**WHAT THE EXERCISE ASKS:** Find the line containing "the man's necktie". Reproduce it and every line after it up to the end of the records, exactly as written.

(Items from a data source)
◆ ◆ ◆ ◆ ◆

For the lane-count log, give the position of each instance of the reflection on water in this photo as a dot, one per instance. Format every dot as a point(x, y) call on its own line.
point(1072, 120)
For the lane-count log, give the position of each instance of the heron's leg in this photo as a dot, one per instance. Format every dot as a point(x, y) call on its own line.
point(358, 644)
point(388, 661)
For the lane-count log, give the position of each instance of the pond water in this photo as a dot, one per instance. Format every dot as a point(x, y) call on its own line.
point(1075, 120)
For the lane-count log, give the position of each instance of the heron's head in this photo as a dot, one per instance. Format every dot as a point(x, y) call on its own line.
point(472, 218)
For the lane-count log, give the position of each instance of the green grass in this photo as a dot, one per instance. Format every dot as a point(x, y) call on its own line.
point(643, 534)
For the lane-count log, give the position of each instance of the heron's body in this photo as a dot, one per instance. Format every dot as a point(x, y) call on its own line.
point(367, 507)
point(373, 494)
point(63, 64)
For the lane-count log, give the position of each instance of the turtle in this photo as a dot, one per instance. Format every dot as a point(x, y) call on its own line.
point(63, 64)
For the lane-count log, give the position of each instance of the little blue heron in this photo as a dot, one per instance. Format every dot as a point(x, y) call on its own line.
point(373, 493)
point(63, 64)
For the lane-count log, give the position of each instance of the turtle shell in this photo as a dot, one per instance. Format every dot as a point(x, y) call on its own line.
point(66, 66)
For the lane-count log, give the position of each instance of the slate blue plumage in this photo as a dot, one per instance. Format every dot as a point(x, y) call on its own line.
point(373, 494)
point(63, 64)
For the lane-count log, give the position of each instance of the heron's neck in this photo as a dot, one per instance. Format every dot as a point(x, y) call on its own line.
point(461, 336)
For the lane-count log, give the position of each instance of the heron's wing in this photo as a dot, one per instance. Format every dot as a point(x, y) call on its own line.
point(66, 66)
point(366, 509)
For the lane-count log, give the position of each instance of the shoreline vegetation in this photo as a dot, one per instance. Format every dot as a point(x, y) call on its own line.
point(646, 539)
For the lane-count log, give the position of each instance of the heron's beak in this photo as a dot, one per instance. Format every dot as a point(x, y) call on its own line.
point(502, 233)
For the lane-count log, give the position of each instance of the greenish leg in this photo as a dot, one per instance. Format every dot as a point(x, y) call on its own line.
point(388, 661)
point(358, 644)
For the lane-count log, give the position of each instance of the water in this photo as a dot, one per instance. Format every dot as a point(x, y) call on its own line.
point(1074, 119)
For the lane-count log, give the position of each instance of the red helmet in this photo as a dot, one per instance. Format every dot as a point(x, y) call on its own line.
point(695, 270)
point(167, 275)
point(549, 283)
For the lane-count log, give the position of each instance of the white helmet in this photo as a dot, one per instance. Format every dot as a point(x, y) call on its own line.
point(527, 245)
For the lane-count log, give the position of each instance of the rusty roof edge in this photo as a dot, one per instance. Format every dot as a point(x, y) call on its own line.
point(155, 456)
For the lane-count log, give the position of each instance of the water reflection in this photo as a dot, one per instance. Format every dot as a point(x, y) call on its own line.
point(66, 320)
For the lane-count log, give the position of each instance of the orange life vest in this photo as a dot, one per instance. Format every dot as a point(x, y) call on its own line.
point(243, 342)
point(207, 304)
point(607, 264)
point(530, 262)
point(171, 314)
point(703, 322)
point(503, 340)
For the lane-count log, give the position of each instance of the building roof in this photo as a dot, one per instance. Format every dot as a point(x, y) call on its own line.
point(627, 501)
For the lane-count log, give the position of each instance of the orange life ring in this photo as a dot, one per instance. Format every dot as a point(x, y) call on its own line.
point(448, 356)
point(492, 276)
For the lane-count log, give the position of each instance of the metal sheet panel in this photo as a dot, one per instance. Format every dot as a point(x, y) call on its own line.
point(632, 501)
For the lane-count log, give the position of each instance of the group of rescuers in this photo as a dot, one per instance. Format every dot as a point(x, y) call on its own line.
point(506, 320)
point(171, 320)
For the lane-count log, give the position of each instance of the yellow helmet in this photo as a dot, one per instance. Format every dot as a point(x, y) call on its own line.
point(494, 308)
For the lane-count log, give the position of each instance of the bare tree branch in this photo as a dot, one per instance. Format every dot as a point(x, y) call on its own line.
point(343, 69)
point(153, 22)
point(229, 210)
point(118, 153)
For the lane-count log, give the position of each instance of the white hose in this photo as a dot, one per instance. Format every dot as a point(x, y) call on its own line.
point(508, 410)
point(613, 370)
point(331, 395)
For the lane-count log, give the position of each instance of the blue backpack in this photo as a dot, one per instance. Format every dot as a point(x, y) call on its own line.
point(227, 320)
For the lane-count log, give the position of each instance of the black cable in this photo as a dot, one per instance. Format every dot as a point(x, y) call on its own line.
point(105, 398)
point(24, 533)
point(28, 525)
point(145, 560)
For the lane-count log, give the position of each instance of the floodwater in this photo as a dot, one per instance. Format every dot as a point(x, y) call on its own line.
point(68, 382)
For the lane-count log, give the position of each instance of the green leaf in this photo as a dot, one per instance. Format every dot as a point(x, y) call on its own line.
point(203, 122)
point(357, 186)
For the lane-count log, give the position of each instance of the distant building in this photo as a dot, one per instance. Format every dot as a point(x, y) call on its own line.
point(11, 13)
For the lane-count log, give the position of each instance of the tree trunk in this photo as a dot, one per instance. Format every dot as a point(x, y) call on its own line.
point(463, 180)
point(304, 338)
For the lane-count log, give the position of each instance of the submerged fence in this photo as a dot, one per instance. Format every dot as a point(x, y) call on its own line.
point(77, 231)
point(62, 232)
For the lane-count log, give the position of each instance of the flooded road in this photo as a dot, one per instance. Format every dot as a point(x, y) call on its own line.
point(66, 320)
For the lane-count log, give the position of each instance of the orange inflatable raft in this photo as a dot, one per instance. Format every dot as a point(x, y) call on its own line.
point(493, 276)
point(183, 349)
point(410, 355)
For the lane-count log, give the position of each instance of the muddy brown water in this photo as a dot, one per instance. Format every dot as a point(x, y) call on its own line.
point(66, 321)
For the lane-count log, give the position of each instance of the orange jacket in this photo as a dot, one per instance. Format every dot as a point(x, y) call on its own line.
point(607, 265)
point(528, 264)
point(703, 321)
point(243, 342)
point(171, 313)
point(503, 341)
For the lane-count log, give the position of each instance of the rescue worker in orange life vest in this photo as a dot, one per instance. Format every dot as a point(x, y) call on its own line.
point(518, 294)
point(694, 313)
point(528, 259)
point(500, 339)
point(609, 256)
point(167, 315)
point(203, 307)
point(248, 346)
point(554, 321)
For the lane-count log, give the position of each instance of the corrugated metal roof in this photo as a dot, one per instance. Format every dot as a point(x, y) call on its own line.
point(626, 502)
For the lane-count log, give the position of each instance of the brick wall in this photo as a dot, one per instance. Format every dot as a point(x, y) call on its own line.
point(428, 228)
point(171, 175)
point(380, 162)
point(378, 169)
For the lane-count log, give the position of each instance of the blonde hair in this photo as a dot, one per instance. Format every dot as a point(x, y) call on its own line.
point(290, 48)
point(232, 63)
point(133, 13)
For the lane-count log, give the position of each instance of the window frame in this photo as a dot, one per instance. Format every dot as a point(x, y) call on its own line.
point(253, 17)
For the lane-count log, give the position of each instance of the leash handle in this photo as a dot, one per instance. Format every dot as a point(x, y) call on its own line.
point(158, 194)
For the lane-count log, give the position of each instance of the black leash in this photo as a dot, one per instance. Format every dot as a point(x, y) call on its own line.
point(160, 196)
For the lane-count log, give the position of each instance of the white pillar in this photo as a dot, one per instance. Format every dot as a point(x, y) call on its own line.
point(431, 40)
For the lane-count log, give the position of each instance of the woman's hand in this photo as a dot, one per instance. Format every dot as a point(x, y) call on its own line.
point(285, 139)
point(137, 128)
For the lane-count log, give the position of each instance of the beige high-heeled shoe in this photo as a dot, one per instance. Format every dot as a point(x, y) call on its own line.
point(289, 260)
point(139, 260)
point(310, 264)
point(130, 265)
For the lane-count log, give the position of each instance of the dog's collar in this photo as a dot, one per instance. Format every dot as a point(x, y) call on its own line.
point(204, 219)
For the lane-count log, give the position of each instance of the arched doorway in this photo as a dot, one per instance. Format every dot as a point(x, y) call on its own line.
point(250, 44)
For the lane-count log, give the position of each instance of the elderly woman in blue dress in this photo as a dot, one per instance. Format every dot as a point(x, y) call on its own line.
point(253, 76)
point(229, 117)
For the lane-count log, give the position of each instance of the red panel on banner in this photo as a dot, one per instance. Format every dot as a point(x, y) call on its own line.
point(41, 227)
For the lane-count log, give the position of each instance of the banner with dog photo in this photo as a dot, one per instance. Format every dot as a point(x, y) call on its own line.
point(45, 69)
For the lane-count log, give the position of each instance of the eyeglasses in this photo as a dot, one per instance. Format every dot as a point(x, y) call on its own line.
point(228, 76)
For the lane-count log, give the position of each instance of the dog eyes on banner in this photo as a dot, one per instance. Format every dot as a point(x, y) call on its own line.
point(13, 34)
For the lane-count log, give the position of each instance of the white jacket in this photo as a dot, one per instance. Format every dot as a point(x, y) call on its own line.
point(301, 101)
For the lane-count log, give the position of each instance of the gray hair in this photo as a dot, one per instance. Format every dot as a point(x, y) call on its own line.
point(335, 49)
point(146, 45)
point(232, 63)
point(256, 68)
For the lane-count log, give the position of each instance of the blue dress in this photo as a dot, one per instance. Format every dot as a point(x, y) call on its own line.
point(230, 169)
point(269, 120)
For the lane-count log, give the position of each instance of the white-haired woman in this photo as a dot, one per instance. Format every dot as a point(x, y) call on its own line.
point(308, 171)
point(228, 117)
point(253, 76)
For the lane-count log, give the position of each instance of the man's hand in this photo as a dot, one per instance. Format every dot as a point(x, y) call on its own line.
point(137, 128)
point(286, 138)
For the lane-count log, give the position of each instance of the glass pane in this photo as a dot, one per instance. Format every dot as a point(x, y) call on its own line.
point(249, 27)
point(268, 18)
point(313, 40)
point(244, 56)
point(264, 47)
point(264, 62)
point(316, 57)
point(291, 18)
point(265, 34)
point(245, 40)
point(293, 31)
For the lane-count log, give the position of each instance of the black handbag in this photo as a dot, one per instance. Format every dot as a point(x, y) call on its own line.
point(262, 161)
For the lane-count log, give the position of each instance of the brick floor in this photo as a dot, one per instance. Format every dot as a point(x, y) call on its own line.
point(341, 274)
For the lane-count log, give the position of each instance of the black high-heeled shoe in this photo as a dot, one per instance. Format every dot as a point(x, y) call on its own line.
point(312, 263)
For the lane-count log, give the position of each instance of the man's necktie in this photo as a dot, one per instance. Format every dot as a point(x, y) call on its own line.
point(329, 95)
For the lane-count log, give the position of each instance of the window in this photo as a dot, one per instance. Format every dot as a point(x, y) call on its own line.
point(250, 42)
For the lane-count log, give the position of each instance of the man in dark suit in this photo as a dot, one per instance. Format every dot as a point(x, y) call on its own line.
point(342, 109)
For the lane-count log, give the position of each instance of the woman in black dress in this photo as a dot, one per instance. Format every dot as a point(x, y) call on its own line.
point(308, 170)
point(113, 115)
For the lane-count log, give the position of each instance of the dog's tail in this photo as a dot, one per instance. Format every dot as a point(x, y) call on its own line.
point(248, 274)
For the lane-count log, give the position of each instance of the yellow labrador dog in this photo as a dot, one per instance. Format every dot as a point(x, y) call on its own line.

◆ ◆ ◆ ◆ ◆

**SOLUTION TO THIS EXERCISE:**
For the lane-count log, give the position of each instance of the man's necktie in this photo as a dot, one per instance. Format every dot as a point(x, y) call on its own line.
point(329, 95)
For the lane-count log, give the position of each instance of the window in this photo as a dot, one per instance. Format every dot as a point(x, y) call on its own line.
point(250, 42)
For the lane-count log, give the position of each instance of the man in dark suit in this photo as a dot, one per instance. Format every dot as a point(x, y) call on its own line.
point(342, 109)
For the lane-count log, give the position of each instance of the woman in black dress in this photo as a dot, one per instance. Format every dot as a point(x, y) call on its own line.
point(308, 170)
point(113, 115)
For the lane-count log, give the position of each instance of the dog's tail in this photo as a dot, one per instance. Format every dot as a point(x, y) call on its own line.
point(248, 274)
For the lane-count log, give the position of each instance of the yellow labrador dog in this photo as a dot, one per instance. Format every dot as a point(x, y) call on its own line.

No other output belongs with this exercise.